* Tarea *
Expresa como lista JSON de cadenas, una por línea, solo las líneas de los registros siguientes que empiezan en la que contiene "Target: distant city glow" y siguen hasta la que contiene "x=616, y=162", ambas incluidas. Omite las líneas en blanco.

* Datos de entrada *
------------------------------------------------------------------------
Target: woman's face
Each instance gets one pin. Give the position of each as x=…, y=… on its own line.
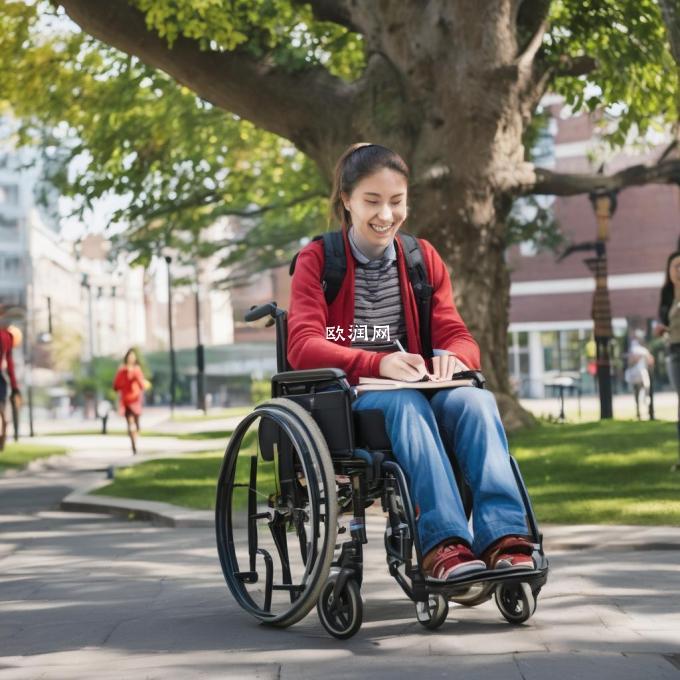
x=674, y=271
x=377, y=206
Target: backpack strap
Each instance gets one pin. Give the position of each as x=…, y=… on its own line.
x=422, y=289
x=335, y=264
x=335, y=268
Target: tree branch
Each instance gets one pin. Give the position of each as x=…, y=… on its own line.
x=335, y=11
x=531, y=21
x=305, y=106
x=566, y=184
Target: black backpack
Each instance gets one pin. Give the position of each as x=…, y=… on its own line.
x=335, y=267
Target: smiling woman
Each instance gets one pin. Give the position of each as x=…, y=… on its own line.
x=369, y=199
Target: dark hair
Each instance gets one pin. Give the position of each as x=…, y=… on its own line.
x=357, y=162
x=668, y=291
x=127, y=354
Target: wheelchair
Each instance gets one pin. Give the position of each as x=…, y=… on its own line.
x=301, y=462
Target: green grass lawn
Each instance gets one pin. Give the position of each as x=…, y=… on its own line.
x=17, y=454
x=208, y=434
x=615, y=472
x=189, y=480
x=608, y=473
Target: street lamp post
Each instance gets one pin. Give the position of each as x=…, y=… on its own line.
x=173, y=367
x=200, y=354
x=85, y=283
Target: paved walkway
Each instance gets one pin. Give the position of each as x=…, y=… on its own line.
x=87, y=596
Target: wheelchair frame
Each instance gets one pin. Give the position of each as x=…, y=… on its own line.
x=309, y=411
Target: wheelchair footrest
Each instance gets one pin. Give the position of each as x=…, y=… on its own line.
x=531, y=576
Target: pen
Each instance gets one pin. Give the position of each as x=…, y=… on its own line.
x=426, y=377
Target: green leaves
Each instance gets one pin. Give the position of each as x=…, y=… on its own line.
x=635, y=81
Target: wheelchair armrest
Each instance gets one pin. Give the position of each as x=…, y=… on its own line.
x=478, y=380
x=309, y=377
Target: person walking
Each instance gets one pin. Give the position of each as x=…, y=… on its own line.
x=130, y=383
x=10, y=338
x=669, y=314
x=639, y=360
x=370, y=201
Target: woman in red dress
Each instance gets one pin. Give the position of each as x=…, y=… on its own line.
x=130, y=384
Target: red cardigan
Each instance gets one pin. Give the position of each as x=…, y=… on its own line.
x=309, y=316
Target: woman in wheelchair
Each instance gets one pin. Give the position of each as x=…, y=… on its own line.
x=370, y=201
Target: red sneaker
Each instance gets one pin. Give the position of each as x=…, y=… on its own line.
x=510, y=552
x=446, y=562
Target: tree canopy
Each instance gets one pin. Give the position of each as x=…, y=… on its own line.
x=111, y=124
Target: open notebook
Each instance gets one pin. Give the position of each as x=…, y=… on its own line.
x=370, y=384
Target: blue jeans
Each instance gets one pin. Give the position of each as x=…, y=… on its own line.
x=423, y=433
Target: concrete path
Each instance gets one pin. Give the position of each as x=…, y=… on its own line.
x=87, y=596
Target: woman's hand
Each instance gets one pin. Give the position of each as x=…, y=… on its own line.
x=403, y=366
x=445, y=365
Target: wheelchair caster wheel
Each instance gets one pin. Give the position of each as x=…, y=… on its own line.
x=476, y=595
x=516, y=601
x=432, y=613
x=341, y=616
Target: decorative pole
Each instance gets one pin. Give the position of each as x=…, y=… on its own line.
x=604, y=204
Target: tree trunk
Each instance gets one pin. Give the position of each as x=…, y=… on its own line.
x=473, y=248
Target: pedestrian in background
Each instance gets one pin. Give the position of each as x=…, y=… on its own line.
x=130, y=384
x=669, y=314
x=10, y=337
x=640, y=360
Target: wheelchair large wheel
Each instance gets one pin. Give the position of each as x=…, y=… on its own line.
x=276, y=512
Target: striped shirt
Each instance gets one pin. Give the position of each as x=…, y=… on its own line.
x=377, y=300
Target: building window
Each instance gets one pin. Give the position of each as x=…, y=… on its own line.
x=8, y=227
x=9, y=194
x=518, y=361
x=563, y=351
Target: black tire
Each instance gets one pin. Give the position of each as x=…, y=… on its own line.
x=516, y=602
x=341, y=617
x=477, y=594
x=308, y=516
x=432, y=613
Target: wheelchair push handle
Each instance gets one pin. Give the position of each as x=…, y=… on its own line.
x=259, y=311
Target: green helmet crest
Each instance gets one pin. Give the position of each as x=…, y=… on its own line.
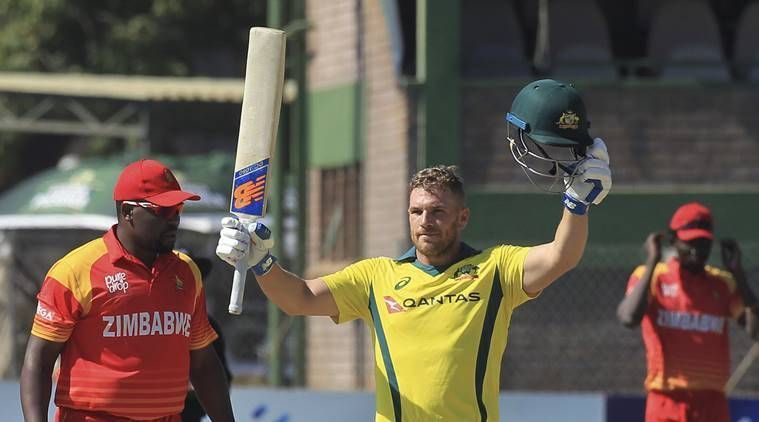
x=551, y=132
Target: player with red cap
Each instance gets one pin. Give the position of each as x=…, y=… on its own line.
x=127, y=316
x=683, y=307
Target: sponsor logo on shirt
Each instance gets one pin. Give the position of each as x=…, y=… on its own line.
x=703, y=323
x=392, y=305
x=669, y=289
x=402, y=283
x=466, y=272
x=116, y=282
x=156, y=323
x=44, y=313
x=441, y=300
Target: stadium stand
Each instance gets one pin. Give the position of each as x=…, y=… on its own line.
x=746, y=52
x=684, y=42
x=492, y=41
x=580, y=47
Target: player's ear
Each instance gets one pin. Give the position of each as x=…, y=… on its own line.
x=125, y=211
x=463, y=217
x=671, y=236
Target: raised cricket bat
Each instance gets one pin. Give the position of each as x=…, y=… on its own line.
x=262, y=99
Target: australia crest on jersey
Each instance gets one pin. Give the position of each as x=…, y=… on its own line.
x=466, y=272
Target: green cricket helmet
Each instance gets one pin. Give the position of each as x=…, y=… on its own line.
x=551, y=134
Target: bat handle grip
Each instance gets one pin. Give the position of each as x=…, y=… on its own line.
x=238, y=287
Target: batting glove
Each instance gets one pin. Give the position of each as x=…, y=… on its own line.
x=251, y=241
x=592, y=180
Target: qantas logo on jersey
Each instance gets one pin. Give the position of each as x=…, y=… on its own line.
x=441, y=300
x=138, y=324
x=687, y=321
x=116, y=282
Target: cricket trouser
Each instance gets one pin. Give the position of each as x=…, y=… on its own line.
x=65, y=414
x=687, y=406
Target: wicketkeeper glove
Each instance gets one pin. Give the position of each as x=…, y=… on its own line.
x=251, y=241
x=592, y=180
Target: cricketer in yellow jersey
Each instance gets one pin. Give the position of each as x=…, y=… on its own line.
x=440, y=312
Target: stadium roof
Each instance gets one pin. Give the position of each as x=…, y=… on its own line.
x=135, y=88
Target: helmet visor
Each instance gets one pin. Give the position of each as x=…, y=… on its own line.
x=551, y=168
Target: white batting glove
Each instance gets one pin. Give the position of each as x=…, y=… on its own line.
x=592, y=180
x=251, y=241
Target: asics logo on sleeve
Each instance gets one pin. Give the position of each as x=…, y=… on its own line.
x=44, y=312
x=392, y=305
x=155, y=323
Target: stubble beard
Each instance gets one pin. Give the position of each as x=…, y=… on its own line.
x=434, y=249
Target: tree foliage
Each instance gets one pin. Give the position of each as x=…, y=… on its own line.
x=134, y=37
x=148, y=37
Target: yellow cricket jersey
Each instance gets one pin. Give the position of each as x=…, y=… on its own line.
x=439, y=333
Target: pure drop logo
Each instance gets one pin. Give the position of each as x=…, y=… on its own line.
x=116, y=282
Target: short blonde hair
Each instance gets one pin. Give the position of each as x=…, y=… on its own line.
x=439, y=177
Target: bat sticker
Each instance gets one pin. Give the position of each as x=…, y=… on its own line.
x=248, y=189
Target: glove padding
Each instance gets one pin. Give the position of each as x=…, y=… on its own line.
x=251, y=241
x=592, y=180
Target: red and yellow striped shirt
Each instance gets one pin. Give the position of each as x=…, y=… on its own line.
x=685, y=328
x=128, y=329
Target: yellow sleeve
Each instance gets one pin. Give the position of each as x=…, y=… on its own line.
x=350, y=289
x=511, y=268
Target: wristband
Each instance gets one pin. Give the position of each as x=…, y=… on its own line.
x=264, y=266
x=575, y=206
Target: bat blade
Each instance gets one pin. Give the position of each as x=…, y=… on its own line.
x=259, y=119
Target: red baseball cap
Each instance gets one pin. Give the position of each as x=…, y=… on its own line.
x=692, y=221
x=152, y=181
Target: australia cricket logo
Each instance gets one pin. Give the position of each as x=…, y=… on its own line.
x=466, y=272
x=568, y=120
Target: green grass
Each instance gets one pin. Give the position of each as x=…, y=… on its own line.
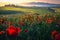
x=27, y=10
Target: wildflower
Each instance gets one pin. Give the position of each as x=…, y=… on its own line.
x=2, y=32
x=8, y=23
x=21, y=23
x=50, y=20
x=53, y=34
x=57, y=37
x=25, y=30
x=38, y=18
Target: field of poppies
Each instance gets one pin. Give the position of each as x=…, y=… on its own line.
x=30, y=27
x=29, y=23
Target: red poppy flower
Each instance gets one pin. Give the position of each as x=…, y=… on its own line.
x=2, y=32
x=59, y=21
x=25, y=30
x=53, y=33
x=8, y=23
x=21, y=23
x=12, y=31
x=50, y=20
x=38, y=18
x=18, y=29
x=57, y=36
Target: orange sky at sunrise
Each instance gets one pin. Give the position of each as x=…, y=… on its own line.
x=20, y=2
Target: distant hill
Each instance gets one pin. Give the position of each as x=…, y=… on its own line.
x=41, y=4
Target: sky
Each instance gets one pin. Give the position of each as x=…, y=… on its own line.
x=18, y=2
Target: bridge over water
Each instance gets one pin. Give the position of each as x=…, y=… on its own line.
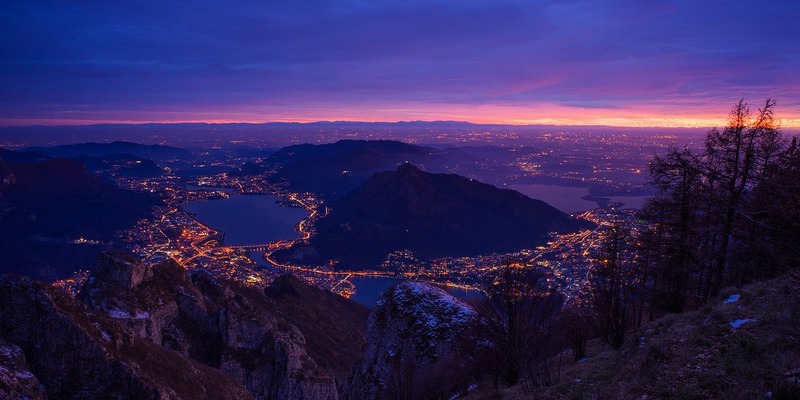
x=253, y=247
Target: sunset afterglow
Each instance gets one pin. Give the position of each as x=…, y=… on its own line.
x=678, y=63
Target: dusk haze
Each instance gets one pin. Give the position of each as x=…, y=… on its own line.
x=399, y=200
x=616, y=63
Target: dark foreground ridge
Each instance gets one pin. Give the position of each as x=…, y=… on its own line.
x=138, y=332
x=433, y=215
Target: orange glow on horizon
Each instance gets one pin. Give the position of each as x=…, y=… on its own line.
x=479, y=114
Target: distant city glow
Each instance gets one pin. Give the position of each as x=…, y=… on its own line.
x=680, y=63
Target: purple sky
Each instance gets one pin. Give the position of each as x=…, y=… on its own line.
x=636, y=62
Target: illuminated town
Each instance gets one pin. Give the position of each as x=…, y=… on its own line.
x=616, y=162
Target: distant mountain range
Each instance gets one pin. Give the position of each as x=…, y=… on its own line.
x=46, y=204
x=151, y=152
x=333, y=170
x=433, y=215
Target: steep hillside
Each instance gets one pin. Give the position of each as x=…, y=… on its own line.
x=741, y=346
x=433, y=215
x=335, y=169
x=47, y=204
x=137, y=331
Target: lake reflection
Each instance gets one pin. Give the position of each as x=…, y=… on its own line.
x=248, y=219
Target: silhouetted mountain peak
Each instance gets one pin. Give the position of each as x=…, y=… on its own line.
x=433, y=215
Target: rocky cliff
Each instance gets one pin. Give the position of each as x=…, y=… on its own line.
x=417, y=337
x=157, y=332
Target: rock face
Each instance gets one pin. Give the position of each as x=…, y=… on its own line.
x=78, y=353
x=16, y=379
x=415, y=337
x=141, y=332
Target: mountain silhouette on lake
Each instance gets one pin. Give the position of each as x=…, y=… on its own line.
x=433, y=215
x=47, y=204
x=334, y=169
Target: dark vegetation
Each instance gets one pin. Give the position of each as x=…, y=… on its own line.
x=722, y=218
x=433, y=215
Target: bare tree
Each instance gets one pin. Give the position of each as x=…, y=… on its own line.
x=518, y=310
x=612, y=281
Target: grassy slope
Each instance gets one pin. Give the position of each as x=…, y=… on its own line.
x=696, y=355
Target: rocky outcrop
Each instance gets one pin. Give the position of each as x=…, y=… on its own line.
x=121, y=269
x=76, y=352
x=415, y=337
x=16, y=380
x=290, y=341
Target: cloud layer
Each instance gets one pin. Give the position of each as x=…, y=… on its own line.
x=567, y=61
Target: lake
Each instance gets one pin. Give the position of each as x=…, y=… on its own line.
x=248, y=219
x=568, y=199
x=565, y=198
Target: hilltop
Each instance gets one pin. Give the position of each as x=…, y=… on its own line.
x=46, y=204
x=433, y=215
x=333, y=170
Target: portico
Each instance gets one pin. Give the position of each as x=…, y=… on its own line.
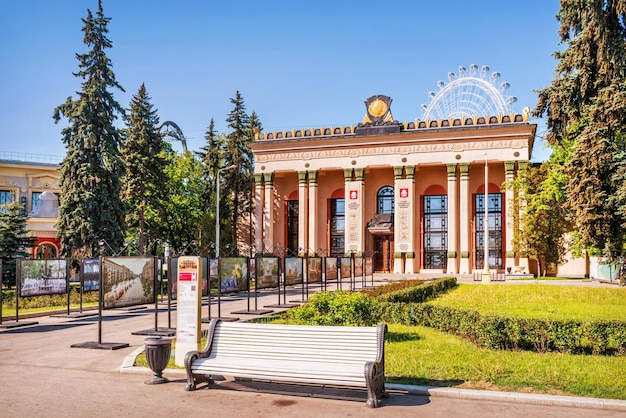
x=411, y=194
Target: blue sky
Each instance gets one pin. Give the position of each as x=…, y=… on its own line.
x=296, y=64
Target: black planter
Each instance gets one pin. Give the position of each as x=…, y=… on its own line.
x=157, y=351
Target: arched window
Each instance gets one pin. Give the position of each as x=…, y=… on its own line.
x=46, y=251
x=384, y=200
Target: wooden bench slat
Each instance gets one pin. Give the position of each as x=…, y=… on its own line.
x=325, y=355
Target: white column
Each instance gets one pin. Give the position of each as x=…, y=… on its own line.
x=268, y=213
x=464, y=219
x=509, y=197
x=302, y=211
x=452, y=220
x=258, y=213
x=486, y=277
x=400, y=222
x=523, y=259
x=313, y=221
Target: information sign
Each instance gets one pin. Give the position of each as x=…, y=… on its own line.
x=189, y=303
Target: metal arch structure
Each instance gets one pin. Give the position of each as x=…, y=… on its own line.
x=170, y=131
x=473, y=92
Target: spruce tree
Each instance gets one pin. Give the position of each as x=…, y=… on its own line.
x=239, y=154
x=142, y=151
x=90, y=209
x=14, y=240
x=211, y=156
x=586, y=104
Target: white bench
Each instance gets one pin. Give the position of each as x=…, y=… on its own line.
x=299, y=354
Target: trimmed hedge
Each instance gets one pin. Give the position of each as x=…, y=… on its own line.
x=415, y=292
x=498, y=332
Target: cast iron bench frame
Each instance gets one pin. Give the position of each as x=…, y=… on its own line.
x=300, y=354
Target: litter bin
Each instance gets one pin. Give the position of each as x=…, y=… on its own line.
x=158, y=352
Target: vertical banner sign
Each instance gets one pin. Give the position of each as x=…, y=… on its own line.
x=404, y=216
x=189, y=303
x=354, y=216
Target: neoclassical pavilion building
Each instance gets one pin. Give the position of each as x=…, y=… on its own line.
x=411, y=194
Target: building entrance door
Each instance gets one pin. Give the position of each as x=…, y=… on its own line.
x=383, y=257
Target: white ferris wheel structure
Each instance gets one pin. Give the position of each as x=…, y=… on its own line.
x=473, y=92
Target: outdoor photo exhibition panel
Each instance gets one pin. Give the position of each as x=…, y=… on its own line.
x=233, y=275
x=42, y=277
x=331, y=269
x=90, y=277
x=128, y=281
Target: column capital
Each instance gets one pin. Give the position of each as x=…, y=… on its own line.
x=359, y=174
x=451, y=170
x=397, y=172
x=464, y=169
x=410, y=171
------------------------------------------------------------------------
* Respuesta *
[
  "Target: distant city glow",
  "Each instance gets one pin. Give the position of each as x=…, y=… on its own line.",
  "x=680, y=63",
  "Target: purple sky",
  "Each instance gets one pin. Give the position of each as x=…, y=… on its own line.",
  "x=636, y=62",
  "Target: illuminated town",
  "Each instance gets one pin. Give the position of each as x=…, y=… on its own line.",
  "x=616, y=162"
]